### WHAT TO DO:
Make a verbatim copy of the entries below; pictures stay out.

Data entries:
####

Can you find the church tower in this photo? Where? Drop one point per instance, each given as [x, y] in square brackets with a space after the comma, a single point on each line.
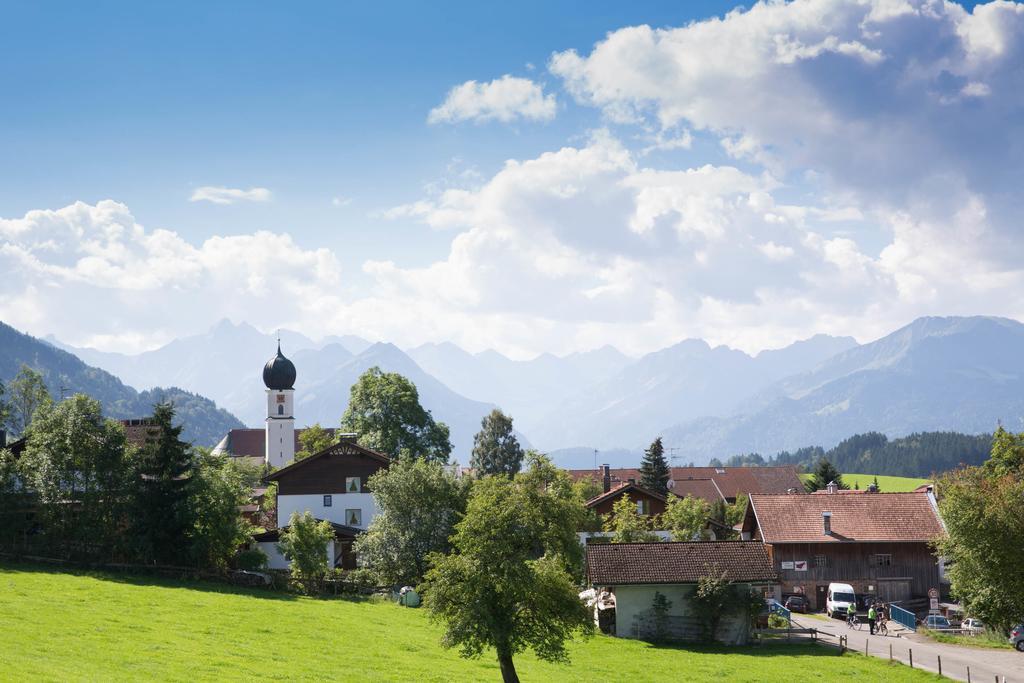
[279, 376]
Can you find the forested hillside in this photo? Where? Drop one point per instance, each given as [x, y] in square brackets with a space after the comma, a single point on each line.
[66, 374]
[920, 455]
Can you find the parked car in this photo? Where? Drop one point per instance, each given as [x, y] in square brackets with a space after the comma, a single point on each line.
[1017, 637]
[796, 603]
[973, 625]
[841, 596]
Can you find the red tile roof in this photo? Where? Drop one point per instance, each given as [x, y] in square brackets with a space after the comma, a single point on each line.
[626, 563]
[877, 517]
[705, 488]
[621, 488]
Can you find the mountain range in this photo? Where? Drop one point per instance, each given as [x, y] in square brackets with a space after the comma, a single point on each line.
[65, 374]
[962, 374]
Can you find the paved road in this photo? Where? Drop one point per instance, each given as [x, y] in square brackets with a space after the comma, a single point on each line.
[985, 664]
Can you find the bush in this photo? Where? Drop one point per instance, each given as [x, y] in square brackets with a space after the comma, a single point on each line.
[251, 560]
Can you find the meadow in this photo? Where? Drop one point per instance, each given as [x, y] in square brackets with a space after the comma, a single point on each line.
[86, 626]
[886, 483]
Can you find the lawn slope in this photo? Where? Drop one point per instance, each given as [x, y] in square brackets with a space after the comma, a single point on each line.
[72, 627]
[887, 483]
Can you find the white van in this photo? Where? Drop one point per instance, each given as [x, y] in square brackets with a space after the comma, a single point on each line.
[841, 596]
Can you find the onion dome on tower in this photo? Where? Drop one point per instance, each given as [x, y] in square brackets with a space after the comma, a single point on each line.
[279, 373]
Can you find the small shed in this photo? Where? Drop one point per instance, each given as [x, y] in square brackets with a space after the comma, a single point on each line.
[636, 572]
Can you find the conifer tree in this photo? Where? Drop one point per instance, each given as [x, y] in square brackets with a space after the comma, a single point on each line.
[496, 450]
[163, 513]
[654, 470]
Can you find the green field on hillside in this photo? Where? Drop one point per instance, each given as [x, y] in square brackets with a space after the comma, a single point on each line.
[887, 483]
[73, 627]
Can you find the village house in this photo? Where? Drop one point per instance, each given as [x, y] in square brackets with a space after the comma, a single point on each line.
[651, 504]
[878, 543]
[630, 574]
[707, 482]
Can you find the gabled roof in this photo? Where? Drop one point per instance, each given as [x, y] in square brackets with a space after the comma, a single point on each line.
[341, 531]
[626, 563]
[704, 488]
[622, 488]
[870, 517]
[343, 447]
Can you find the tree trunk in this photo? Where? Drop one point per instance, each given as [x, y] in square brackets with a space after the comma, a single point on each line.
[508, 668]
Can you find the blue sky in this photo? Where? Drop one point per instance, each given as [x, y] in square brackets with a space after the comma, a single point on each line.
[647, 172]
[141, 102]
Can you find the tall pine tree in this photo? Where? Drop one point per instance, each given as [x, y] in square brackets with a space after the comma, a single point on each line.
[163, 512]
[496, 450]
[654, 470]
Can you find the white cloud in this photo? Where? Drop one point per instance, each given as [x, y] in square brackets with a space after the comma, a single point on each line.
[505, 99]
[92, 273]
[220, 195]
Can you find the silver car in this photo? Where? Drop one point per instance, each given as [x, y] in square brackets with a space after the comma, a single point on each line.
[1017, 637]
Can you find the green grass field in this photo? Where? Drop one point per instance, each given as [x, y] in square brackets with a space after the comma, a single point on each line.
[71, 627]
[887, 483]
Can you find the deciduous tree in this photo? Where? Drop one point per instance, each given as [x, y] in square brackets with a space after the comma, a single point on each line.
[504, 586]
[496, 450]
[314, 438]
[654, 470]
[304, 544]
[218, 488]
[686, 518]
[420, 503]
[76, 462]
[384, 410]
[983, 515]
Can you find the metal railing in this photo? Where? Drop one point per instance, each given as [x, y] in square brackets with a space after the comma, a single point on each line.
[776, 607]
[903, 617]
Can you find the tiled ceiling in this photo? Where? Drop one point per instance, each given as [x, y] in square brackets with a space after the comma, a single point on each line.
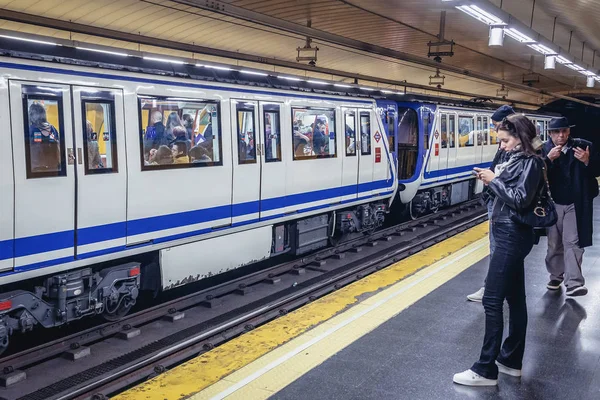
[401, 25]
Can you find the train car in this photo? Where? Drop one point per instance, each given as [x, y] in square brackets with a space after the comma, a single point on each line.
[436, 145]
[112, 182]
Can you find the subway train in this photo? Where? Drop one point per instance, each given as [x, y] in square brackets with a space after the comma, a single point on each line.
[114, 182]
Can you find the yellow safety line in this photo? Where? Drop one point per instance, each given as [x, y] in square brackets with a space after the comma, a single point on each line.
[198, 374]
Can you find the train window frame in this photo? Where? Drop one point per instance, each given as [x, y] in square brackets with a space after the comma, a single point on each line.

####

### TASK OUTPUT:
Can you find the church tower in this photo? Where? Drop one point per instance, each given as [x, y] in square brackets with a space after the comma, a single point on each line.
[279, 376]
Can you find the forested hillside in this photo? Where? Drop one point per instance, each given as [x, y] in square brackets with a space after the comma, a single point on each line.
[66, 374]
[920, 455]
Can you find the parked car in this photo? Where? Drop one point per instance, each given as [x, y] in square brackets with a space after the comma, a single point on each line.
[1017, 637]
[796, 603]
[973, 625]
[841, 596]
Can you find the red tile roof in this photo? Where? Drop one point per instance, each given as [x, y] in square brackets with a space after the comma, a single point on each line.
[626, 563]
[877, 517]
[705, 488]
[621, 488]
Can you find the mountain range in this photo? Where? Drop one point per instance, each given as [x, y] in square brackets with a space after the comma, a single point on each line.
[65, 374]
[962, 374]
Can you find the paved road in this photo? Where? Drop one point per instance, each given as [x, y] in square brackets with a space after the comma, a single point on each line.
[985, 664]
Can you find the bush in this photo? Where? Drop one point per instance, each given as [x, y] in square brackets with a space after the comma, a single point on each line.
[251, 560]
Can you find the meadow in this photo? Where? Drop one point per instance, each given as [x, y] in square brackets with a space after the comma, a single point on each line.
[86, 626]
[886, 483]
Can you find the lawn slope in this photo? Where? Drop one point per instance, each given as [x, y] in square brackets with a space after the comma, a single point on each line.
[72, 627]
[887, 483]
Can you find the white van in this photo? Where? Drop one point per instance, each given as [x, y] in square brackets with a space after the comma, a single point on each line.
[841, 596]
Can you find the onion dome on tower in this photo? Where? Drop one point per instance, each given as [x, y] in square brackets with a space after the comma, a single point on each line.
[279, 373]
Can you find the small shed in this photo? Where? Drop one point per instance, each given as [x, y] in square brackets with a space after the comma, a single point on each line.
[636, 572]
Can you find the conifer tree in this photo? Where? Drop one point per instance, each given as [x, y] in square brackets with a space after the comma, a single point on each line.
[496, 450]
[163, 513]
[654, 470]
Can you find the green field on hillside in this photo? Where? Drop one point per instance, each given as [x, y] in square brackets with a space after the comma, a single point on each line.
[887, 483]
[73, 627]
Can you find the village house in this photo? Where? Drop one point per instance, each given as [x, y] in square brackets with a space after the comma, a single point on each line.
[651, 504]
[878, 543]
[630, 574]
[707, 482]
Can you find the gabled roof in this photo? Where? Drop one point per instance, each given as [x, y] in square brackets with a space after the comma, a single point on each line.
[341, 531]
[626, 563]
[704, 488]
[622, 488]
[870, 517]
[343, 447]
Can you find the tree trunk in this photo? Where? Drop one point per instance, each given as [x, y] in square brackets with a space after the comma, a single point on each line.
[508, 668]
Can you find the blue sky in this photo? Where? Drop one point per instance, each given as [x, y] in square brackets with a space after the comma, a single point on each line.
[647, 172]
[141, 102]
Can you find the tall pine tree in this photo? Where? Drop one point per instance, each given as [x, y] in square brackets with a space after the comma, a single point on each line.
[163, 512]
[496, 450]
[654, 470]
Can you find the white cloud in this photo? Where? Drop one point per instance, each given as [x, y] in square brackets with a space after the comma, a single point on each line.
[505, 99]
[92, 273]
[220, 195]
Can you find the silver car in this photo? Where? Drop one point per instance, each given as [x, y] in square brackets with a space after the comma, a single point on each line.
[1017, 637]
Can you find the green grass field in this photo? Where? Drop one point per instance, each given as [x, y] in square brackets with a space after the comma, a single point on each line.
[71, 627]
[887, 483]
Can you find the deciduous tree in this photo? Where? Drop one point per instance, each given as [x, y] in square brackets with a space after the comma, a single point on each line.
[504, 586]
[496, 450]
[314, 438]
[654, 470]
[304, 544]
[218, 488]
[686, 518]
[420, 503]
[76, 462]
[384, 410]
[983, 515]
Can you find the metal railing in this photo? Where? Drop one point per instance, each given as [x, y] in square brackets with a space after the comma, a single point on each line.
[776, 607]
[903, 617]
Can you find the tiled ceiling in this photo? Where? Drop one point per instance, each given as [x, y] in square brackets with a space after the comma, a single point on each line.
[401, 25]
Can you find the train car in this photo? Where? Drop one point per instance, each given as [x, y] in square brackets with a space after the comma, a single point on each line.
[436, 145]
[112, 182]
Can you find the subway train in this photo? Where? Drop one point per instance, each given as [x, y] in square brackets with a space after the comma, a single point on each line.
[114, 182]
Can you find the yellow safety line in this photo? Where? Drop one point per instance, each given as [x, y] in square brackets with a space after the comma, a single point on each line.
[198, 374]
Can you find the train window frame in this photo? Where? Drop one point per instance, each given as [x, y] in square brackets with a space after the comma, a single point on each line.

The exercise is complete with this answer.